• [Assignment]: Give back the full data, unchanged and complete.

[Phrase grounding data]

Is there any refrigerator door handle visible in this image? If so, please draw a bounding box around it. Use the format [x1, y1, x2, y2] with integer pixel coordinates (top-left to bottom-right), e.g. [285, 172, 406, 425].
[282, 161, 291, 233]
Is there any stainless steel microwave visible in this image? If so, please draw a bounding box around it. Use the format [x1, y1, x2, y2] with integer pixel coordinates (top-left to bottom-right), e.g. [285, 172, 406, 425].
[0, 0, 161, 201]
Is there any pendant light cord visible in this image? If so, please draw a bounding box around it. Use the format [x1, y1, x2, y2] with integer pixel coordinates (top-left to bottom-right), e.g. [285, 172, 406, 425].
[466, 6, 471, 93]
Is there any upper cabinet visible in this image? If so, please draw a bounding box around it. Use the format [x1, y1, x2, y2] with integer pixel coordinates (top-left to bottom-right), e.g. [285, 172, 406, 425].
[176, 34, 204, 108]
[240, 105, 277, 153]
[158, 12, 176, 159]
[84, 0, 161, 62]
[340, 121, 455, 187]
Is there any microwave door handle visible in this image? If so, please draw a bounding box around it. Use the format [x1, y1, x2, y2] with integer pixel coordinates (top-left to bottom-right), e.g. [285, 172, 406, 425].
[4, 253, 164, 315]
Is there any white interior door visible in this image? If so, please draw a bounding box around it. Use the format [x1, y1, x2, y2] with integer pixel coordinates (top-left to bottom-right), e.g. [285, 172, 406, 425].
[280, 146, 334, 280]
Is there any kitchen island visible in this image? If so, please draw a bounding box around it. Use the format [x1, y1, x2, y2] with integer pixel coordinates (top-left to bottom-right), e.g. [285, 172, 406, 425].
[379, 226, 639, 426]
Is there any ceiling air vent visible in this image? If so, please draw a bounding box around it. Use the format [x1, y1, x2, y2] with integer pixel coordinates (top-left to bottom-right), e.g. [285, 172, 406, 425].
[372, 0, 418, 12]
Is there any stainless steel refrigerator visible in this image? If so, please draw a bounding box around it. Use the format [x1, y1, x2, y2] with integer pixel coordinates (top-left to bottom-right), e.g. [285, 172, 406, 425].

• [Solution for this task]:
Is there any refrigerator door handle visible in this image? If so, please draw a bounding box around it. Use the format [x1, y1, x2, y2] with integer pixel coordinates (top-left to bottom-right), e.g. [285, 172, 406, 425].
[282, 161, 291, 233]
Is there any stainless steel microwave visible in this image? If so, please draw a bounding box around it. Use the format [x1, y1, x2, y2] with integer pixel coordinates (top-left to bottom-right), e.g. [285, 172, 406, 425].
[0, 0, 161, 201]
Is there any pendant light cord visible in this image? If so, please draw a bounding box around it. Use the format [x1, y1, x2, y2] with integer pixel coordinates (top-left to bottom-right), e.g. [285, 172, 406, 425].
[466, 6, 471, 93]
Is there any upper cabinet visible in this image? If so, please draw a bounding box around it. Use the format [x1, y1, x2, y2] with integer pixel coordinates (top-left to bottom-right), e.g. [285, 172, 406, 425].
[176, 34, 204, 108]
[240, 105, 277, 153]
[158, 12, 176, 159]
[84, 0, 161, 62]
[340, 121, 455, 187]
Is there any microwave door handle visible in this image? If so, please draw a bounding box around it. Use the format [x1, y1, x2, y2] with integer pixel coordinates (top-left to bottom-right), e.g. [285, 172, 406, 425].
[4, 253, 164, 315]
Is there any white interior door visible in this image? If so, please draw a bounding box around it. Use the format [x1, y1, x2, y2] with integer pixel coordinates (top-left to bottom-right), e.g. [285, 172, 406, 425].
[280, 146, 334, 280]
Is there any kitchen island visible in this image? If so, please draw a bounding box around it. Use the format [x1, y1, x2, y2] with integer pixel coordinates (top-left to bottom-right), e.g. [285, 172, 406, 425].
[379, 226, 639, 426]
Is there any ceiling air vent visible in this image? If so, please draw a bounding box around it. Use the format [x1, y1, x2, y2] with integer pixel coordinates (top-left to bottom-right), e.g. [285, 172, 406, 425].
[372, 0, 418, 12]
Is there any stainless steel refrigerator visible in this image? If so, please draw a bounding box around it. Use the format [x1, y1, x2, y2] with integer pixel coordinates (top-left to bottom-right), e.g. [285, 172, 406, 425].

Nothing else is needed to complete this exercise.